PROBLEM – Retype the part of the song article below word for word, starting with "from the album" and going on through "one day return.".

PASSAGE FOR REVIEW below:

Single by Helen Reddy

from the album Pete's Dragon
- Released: 1977
- Length: 3:05
- Songwriters: Al Kasha; Joel Hirschhorn;
- Producer: Jerad Anderson

= Candle on the Water =

Song written by Al Kasha and Joel Hirschhorn

"Candle on the Water" is a torch song written by Al Kasha and Joel Hirschhorn for Walt Disney Pictures' 1977 live-action/animated film Pete's Dragon. Originally recorded by Helen Reddy, who plays Nora in the film, the song was nominated for the Academy Award for Best Original Song in 1977, though it lost to "You Light Up My Life".

==Context==
The setting for the song is entirely on the lantern-room balcony of the lighthouse in which Nora and her father, Lampie, live. Nora sings the song to her fiancé Paul, who has been lost at sea for over a year but Nora believes will one day return.

End of PASSAGE FOR REVIEW.
DATA UNDER STUDY below:

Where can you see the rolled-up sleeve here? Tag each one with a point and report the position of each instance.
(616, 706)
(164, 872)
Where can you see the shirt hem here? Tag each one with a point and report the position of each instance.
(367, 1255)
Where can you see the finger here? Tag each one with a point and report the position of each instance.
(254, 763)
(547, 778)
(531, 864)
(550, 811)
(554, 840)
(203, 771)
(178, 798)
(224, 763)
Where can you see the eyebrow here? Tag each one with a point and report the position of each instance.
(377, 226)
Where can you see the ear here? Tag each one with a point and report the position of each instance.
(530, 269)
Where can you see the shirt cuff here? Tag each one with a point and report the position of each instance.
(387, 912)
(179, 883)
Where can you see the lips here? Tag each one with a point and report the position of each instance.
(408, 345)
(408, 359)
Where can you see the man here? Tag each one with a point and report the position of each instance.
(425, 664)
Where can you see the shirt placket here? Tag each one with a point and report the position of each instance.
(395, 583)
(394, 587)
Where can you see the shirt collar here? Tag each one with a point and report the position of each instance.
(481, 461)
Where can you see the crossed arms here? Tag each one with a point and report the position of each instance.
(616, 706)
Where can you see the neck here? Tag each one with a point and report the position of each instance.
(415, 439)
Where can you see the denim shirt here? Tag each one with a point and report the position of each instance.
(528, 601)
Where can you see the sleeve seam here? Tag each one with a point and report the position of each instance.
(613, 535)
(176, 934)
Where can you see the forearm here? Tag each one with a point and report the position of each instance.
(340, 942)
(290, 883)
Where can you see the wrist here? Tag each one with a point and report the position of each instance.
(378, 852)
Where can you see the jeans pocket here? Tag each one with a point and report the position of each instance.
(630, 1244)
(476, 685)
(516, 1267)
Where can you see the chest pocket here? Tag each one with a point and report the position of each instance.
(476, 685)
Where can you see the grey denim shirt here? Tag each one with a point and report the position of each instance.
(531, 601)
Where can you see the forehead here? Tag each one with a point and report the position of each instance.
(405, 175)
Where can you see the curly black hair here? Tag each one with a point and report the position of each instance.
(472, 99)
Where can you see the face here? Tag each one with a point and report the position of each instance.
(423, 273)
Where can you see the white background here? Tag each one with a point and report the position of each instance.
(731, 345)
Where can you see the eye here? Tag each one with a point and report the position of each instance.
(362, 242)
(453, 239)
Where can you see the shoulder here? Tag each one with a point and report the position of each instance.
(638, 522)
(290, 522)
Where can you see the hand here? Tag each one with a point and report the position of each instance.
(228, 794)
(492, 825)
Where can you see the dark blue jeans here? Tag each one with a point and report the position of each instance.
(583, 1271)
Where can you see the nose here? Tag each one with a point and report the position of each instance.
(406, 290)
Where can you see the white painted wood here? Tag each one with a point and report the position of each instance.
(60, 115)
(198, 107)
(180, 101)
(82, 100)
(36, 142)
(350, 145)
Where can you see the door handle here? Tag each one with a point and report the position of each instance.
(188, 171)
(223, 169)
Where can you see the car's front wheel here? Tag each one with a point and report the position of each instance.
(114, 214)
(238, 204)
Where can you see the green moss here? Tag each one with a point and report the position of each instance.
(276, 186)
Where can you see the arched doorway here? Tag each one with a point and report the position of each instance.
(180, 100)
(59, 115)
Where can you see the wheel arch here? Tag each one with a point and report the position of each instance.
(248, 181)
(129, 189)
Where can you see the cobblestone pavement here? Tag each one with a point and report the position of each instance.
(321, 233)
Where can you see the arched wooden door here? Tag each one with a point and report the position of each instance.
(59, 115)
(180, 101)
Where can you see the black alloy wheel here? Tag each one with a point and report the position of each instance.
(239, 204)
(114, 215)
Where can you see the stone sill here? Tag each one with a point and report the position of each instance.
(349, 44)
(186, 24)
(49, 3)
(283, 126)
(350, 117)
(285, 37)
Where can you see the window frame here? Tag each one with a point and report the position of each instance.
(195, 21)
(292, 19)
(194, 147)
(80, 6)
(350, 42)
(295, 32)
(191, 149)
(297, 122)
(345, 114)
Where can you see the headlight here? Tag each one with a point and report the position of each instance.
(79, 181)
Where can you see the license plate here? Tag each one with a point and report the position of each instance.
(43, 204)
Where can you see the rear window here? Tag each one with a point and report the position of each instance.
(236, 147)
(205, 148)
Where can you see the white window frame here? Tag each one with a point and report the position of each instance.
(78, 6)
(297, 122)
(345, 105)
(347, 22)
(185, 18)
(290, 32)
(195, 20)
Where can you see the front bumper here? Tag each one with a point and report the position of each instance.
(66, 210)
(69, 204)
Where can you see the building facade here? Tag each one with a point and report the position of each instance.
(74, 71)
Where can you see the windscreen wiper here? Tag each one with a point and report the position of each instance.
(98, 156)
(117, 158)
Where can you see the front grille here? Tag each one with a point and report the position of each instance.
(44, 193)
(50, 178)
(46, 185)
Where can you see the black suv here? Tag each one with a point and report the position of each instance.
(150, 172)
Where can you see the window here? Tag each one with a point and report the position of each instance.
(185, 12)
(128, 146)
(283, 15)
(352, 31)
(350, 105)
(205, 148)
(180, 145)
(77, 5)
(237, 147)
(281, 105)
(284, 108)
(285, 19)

End of DATA UNDER STUDY.

OUTPUT –
from the album Pete's Dragon
- Released: 1977
- Length: 3:05
- Songwriters: Al Kasha; Joel Hirschhorn;
- Producer: Jerad Anderson

= Candle on the Water =

Song written by Al Kasha and Joel Hirschhorn

"Candle on the Water" is a torch song written by Al Kasha and Joel Hirschhorn for Walt Disney Pictures' 1977 live-action/animated film Pete's Dragon. Originally recorded by Helen Reddy, who plays Nora in the film, the song was nominated for the Academy Award for Best Original Song in 1977, though it lost to "You Light Up My Life".

==Context==
The setting for the song is entirely on the lantern-room balcony of the lighthouse in which Nora and her father, Lampie, live. Nora sings the song to her fiancé Paul, who has been lost at sea for over a year but Nora believes will one day return.